Requirements: Copy every record below, exactly as written.

Exercise input:
** begin **
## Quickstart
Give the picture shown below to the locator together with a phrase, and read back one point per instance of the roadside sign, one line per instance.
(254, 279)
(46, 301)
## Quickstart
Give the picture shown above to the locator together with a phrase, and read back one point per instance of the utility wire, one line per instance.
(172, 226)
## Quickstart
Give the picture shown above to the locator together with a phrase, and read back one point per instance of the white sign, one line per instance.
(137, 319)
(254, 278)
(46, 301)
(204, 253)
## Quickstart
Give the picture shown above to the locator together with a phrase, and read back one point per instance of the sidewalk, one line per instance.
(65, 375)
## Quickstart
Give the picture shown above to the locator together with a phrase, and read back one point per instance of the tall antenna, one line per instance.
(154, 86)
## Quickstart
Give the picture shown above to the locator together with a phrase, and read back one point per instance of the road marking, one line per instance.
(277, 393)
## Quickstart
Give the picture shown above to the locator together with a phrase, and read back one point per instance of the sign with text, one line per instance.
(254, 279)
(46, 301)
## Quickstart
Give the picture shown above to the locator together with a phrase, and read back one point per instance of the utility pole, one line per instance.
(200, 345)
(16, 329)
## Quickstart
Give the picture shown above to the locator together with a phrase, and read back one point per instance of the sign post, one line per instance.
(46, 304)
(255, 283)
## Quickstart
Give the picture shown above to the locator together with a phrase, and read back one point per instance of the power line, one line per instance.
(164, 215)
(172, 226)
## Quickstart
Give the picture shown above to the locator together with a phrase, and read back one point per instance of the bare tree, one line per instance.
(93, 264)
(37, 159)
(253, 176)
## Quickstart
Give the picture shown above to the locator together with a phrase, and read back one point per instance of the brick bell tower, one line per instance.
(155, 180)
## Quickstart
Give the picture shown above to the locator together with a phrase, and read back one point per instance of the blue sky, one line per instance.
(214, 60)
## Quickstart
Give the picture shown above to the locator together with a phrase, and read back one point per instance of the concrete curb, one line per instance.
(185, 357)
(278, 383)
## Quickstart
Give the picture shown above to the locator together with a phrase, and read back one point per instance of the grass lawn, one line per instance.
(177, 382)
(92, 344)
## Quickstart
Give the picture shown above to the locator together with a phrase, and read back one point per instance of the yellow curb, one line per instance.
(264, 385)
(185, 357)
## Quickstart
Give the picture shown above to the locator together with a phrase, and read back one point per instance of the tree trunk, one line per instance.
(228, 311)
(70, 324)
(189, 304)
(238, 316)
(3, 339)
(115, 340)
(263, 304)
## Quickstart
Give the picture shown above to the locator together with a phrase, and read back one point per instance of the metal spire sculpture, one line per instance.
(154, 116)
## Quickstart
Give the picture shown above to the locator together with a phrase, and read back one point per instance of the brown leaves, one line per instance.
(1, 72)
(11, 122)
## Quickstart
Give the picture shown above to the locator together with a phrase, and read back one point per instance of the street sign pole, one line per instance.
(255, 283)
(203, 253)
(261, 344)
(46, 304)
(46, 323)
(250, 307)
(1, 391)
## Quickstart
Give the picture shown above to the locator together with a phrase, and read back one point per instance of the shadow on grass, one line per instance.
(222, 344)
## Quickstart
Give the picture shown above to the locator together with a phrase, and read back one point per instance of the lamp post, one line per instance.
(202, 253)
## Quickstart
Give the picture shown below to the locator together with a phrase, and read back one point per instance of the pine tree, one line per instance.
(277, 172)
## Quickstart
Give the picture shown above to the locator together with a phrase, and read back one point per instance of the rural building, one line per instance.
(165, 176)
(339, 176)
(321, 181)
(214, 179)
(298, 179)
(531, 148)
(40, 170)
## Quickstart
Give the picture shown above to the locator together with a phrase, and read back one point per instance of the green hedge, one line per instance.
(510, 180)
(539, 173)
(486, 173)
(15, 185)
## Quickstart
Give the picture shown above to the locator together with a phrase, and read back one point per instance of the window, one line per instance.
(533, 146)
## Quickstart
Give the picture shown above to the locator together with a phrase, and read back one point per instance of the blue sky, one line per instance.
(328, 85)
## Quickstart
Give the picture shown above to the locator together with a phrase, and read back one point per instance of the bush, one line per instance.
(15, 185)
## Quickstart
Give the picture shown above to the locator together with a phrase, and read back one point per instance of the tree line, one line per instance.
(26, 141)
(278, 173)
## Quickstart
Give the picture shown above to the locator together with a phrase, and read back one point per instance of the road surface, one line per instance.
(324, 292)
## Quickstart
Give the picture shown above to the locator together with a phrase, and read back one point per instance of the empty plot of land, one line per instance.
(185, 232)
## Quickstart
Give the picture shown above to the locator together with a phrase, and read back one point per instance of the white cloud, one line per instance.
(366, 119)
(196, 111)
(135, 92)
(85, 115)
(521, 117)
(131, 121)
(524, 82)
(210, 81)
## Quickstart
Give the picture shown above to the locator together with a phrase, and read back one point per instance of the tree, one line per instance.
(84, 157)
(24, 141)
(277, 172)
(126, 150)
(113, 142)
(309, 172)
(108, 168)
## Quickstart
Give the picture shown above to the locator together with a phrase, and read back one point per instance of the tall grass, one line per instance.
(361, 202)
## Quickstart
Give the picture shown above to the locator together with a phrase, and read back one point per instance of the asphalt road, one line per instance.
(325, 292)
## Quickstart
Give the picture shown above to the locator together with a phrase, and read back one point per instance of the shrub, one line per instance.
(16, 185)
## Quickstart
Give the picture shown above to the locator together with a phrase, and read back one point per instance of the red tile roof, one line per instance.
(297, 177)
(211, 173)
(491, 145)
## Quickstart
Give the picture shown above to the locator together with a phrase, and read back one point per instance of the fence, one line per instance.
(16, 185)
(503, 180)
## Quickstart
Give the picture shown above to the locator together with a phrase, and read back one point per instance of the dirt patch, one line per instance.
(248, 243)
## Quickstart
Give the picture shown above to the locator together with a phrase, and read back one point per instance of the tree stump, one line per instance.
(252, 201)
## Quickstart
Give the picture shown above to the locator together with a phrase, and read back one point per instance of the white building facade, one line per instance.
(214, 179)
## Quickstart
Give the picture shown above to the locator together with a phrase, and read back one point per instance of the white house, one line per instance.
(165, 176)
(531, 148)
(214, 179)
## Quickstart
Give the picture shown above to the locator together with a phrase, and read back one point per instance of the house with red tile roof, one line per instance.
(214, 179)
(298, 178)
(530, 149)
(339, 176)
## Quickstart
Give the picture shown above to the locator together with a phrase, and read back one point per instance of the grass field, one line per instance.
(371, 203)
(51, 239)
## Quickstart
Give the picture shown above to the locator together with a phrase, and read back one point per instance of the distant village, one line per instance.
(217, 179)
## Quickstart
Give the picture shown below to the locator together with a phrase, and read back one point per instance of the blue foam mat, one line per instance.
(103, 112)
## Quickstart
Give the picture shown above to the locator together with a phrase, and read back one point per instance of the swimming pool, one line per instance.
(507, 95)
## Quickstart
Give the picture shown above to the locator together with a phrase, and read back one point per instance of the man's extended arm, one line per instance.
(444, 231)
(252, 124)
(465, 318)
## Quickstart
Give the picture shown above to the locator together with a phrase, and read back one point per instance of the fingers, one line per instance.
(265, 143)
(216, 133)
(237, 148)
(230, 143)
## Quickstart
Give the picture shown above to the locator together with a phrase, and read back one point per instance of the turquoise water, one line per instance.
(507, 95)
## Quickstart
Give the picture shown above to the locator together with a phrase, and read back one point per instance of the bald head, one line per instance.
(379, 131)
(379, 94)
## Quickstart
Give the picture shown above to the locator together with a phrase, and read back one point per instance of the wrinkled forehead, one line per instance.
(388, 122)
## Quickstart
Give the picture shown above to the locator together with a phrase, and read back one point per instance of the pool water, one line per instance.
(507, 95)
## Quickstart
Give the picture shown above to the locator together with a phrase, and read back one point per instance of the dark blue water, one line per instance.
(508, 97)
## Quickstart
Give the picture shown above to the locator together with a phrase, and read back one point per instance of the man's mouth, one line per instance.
** end **
Solved problem:
## Quickstart
Give the picture shown below to the locator together with a phrase, and read back one point per instance of the roadside sign, one line per instance.
(254, 279)
(46, 301)
## Quickstart
Give the picture shown above to the locator together with a phrase, and read back one point per instance of the utility wire, one line per instance.
(172, 226)
## Quickstart
Give the picture shown above to the locator together with a phrase, and read back one point per instance of the white sign, one line per instance.
(137, 319)
(254, 278)
(46, 301)
(204, 253)
## Quickstart
Give the picture shown above to the locator together with a phrase, and read back one point per instance of the sidewalk, one line per instance.
(65, 375)
## Quickstart
Give the picture shown above to the locator together with a phrase, and read back one point per instance of the tall antenna, one line per instance.
(154, 86)
## Quickstart
Give the picture shown above to the locator together with a phrase, and read back one point per instance of the road marking, one line per instance.
(277, 393)
## Quickstart
Give the picture shown above to the locator together with a phrase, and read back one point per instance of the sign with text, one line per instance.
(254, 279)
(46, 301)
## Quickstart
Give the picture shown above to the locator together with a phrase, and read back one point per instance of the utility pole, one line per instance.
(200, 345)
(16, 329)
## Quickstart
Give the picture shown above to the locator together with a phrase, and read back one point per instance of the sign post, one line per instance.
(46, 304)
(255, 283)
## Quickstart
Give the picture shown above to the locator together with a phrase, and read back one point per instance of the power line, one line per instance.
(164, 215)
(172, 226)
## Quickstart
Give the picture shown above to the locator together with a phrase, and read back one point per instance of the bare tree, one line per instance.
(93, 264)
(37, 159)
(253, 176)
## Quickstart
Give the picture shown above to the locator together with a phrase, and read back one point per instance of the brick bell tower, one line per instance.
(155, 180)
## Quickstart
Give the picture shown above to the locator together with a phrase, and read back one point per instance of the blue sky, one line per instance.
(214, 60)
## Quickstart
Give the picture shown above to the locator together with a phrase, and read back one point per instance of the concrete curb, one line per instance.
(185, 357)
(278, 383)
## Quickstart
Give the picture shown above to the locator together with a phrase, and read back one point per instance of the grass lawn, one line per instance.
(177, 382)
(92, 344)
## Quickstart
Give the picture shown above to the locator together with a phrase, and read back one point per instance of the yellow curb, one line per instance.
(264, 385)
(185, 357)
## Quickstart
Give the picture shown above to the locator together with a phrase, and read back one point per instance of the tree trunk, one line per instance.
(228, 311)
(70, 324)
(189, 304)
(238, 316)
(3, 339)
(115, 340)
(263, 304)
## Quickstart
Give the picture shown above to the locator together with a phrase, and read back one point per instance of the metal spire sculpture, one line per instance.
(154, 116)
## Quickstart
Give the picture shown above to the locator together with a phrase, and read back one point per instance of the brown leaves, one line per instance.
(1, 72)
(11, 122)
## Quickstart
Give the picture shown above to the locator together with a phrase, and read back one point per instance of the street sign pole, one line per instance.
(255, 283)
(203, 253)
(261, 344)
(46, 304)
(46, 323)
(250, 307)
(1, 391)
## Quickstart
Give the picture shown above to the locator together with a phrase, and read back one point per instance of the shadow on grass, one line per instance.
(222, 344)
## Quickstart
Give the picture shown above to the locator together with a phrase, and read back one point per instance of the lamp post, one line per instance.
(202, 253)
## Quickstart
Give the picture shown below to the locator together with a phrase, and read back one point per instance of the pine tree, one line per instance.
(277, 172)
## Quickstart
Give the picture shown above to the locator together with a phrase, and read back one point per instance of the rural building, one line per instance.
(165, 176)
(339, 176)
(321, 181)
(214, 179)
(298, 179)
(531, 148)
(40, 170)
## Quickstart
Give the picture shown above to the locator together with a phrase, and read back one point per instance of the green hedge, one line per instance.
(510, 180)
(539, 173)
(486, 173)
(15, 185)
## Quickstart
Give the picture shown above to the locator together with a phrase, and read back one point per instance of the window, one line per instance.
(533, 146)
## Quickstart
Give the picture shown above to the locator together with a phrase, and read back one point per instance of the blue sky, one line per instance.
(328, 85)
## Quickstart
Give the picture shown above to the locator together with a phrase, and read back one point per instance of the bush, one line per instance.
(15, 185)
## Quickstart
Give the picture shown above to the locator together with a phrase, and read back one point per instance of the tree line, one line per instance.
(26, 141)
(278, 173)
## Quickstart
Give the picture shown above to the locator together with a phrase, and read back one point per instance of the road surface, one line per instance.
(324, 292)
## Quickstart
Give the picture shown above to the locator together with a phrase, and read back one point per instance of the empty plot of land, one line per instance.
(185, 232)
## Quickstart
Give the picture shown above to the locator together with a phrase, and read back one point per instance of the white cloud, one line per instance.
(366, 119)
(196, 111)
(135, 92)
(85, 115)
(521, 117)
(131, 121)
(524, 82)
(210, 81)
## Quickstart
Give the picture shown above to the locator together with a phrase, and read back one point per instance of the tree, one line per instance.
(84, 157)
(24, 141)
(277, 172)
(126, 150)
(113, 142)
(309, 172)
(108, 168)
## Quickstart
Give the picture shown above to the locator together with a phrase, and read back one point per instance of the tall grass, one line per instance.
(361, 202)
## Quickstart
Give the picture shown above to the locator together with a phrase, and read back one point per instance of the asphalt road, one line per instance.
(325, 292)
## Quickstart
Give the picture shown above to the locator together with a phrase, and read back one point per instance of the shrub, one line per instance.
(16, 185)
## Quickstart
Give the picture shown above to the locator together with a phrase, and read back one point per instance of the red tile roof, one line per instance.
(297, 177)
(211, 173)
(491, 145)
## Quickstart
Give the picture shown above to the locator together with a phrase, and read back one point per instance of the fence, one line per instance.
(16, 185)
(503, 180)
## Quickstart
Give the picture shown above to the locator together with a phrase, and read back one point per instance of the dirt patch, one line per instance.
(248, 243)
## Quickstart
Give the picture shown above to the locator together with a phrase, and read back one point per instance of the tree stump, one line per instance.
(252, 201)
## Quickstart
Give the picture shown above to the locator together with a phrase, and read back one point per instance of the white building facade, one line per instance.
(214, 179)
## Quickstart
Give the picture shown above to the locator together with a phrase, and read back one point per instance of the white house, one line per instance.
(165, 176)
(531, 148)
(214, 179)
## Quickstart
Give the picture shown above to the locator together with a phrase, and read back one point per instance of the house with red tile roof, one line per instance.
(214, 179)
(298, 178)
(530, 149)
(339, 176)
## Quickstart
Give the picture shown above to the locator together with a phrase, and read back one point per instance of the grass field, one line per instance.
(371, 203)
(51, 239)
## Quickstart
Give the picture shown above to the locator together with a phrase, and read back one point per instance of the distant village, one line per instance.
(217, 179)
## Quickstart
Give the picture shown below to the locator together with a phrase, and read back one point per instance of the blue foam mat, one line per instance.
(103, 112)
## Quickstart
Give the picture shown above to the locator together with a phrase, and read back one point per instance of the swimming pool, one line per instance.
(507, 95)
## Quickstart
Give the picture shown above to the locator together with a phrase, and read back one point per instance of the man's extended arm, one line per instance.
(444, 231)
(252, 124)
(465, 318)
## Quickstart
Give the picture shown above to the locator together with a phrase, and read back one point per instance of the fingers, one line per instance.
(265, 143)
(216, 133)
(237, 148)
(230, 143)
## Quickstart
Give the picture shown above to the locator together with a phrase, and read back one point per instance of the turquoise water, one line per instance.
(507, 95)
## Quickstart
Give the picture shown above to the locator together with a phrase, and read back one point per instance of the bald head, one line per instance.
(379, 131)
(379, 94)
## Quickstart
Give the picture shown above to the locator together with a phrase, and read back one point per instance of the wrinkled forehead, one line per instance.
(388, 122)
## Quickstart
Give the picture shown above to the locator together with a phrase, and read back one point per instance of the pool water, one line per instance.
(507, 95)
## Quickstart
Give the picture shown above to the locator together with a phrase, and read back one point per instance of the dark blue water, one line per instance.
(508, 97)
## Quickstart
Give the picture shown above to the locator together with a phrase, and read back one point per instance of the man's mouth, one line per instance.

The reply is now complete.